--- start of Materials provided ---

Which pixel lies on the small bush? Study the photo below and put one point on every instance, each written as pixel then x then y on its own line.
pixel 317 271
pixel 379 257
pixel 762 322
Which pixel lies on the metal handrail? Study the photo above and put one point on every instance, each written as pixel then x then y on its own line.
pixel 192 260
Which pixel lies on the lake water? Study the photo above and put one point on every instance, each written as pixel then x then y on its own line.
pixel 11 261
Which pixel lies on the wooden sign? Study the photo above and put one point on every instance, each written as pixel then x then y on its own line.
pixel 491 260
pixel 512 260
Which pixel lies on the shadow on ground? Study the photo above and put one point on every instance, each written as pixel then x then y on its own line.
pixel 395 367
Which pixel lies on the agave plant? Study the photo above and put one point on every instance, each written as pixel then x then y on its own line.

--- end of Materials provided ---

:: The request ::
Reproduce every row above verbatim, keeping the original order and line breaks.

:: Exercise solution ::
Which pixel lies on the small bush? Study the photo below and put one point on every instance, each written as pixel then x then y on its own line.
pixel 317 271
pixel 379 257
pixel 762 322
Which pixel lies on the metal handrail? Study the photo above and put one point on every instance, each written as pixel then x then y on its own line.
pixel 192 260
Which pixel lies on the lake water? Study the photo above and put one point on every instance, each written as pixel then x then y on its own line.
pixel 11 261
Which pixel lies on the wooden sign? Study the photo above and put one point on every instance, each written as pixel then x then y on its own line.
pixel 491 260
pixel 512 260
Which pixel lies on the shadow on ground? Study the photo above and put one point on every instance, each written as pixel then x then y on its own line.
pixel 395 367
Which pixel lies on the agave plant? Study the photo above and put one point on every instance, each written as pixel then x then y on its own line.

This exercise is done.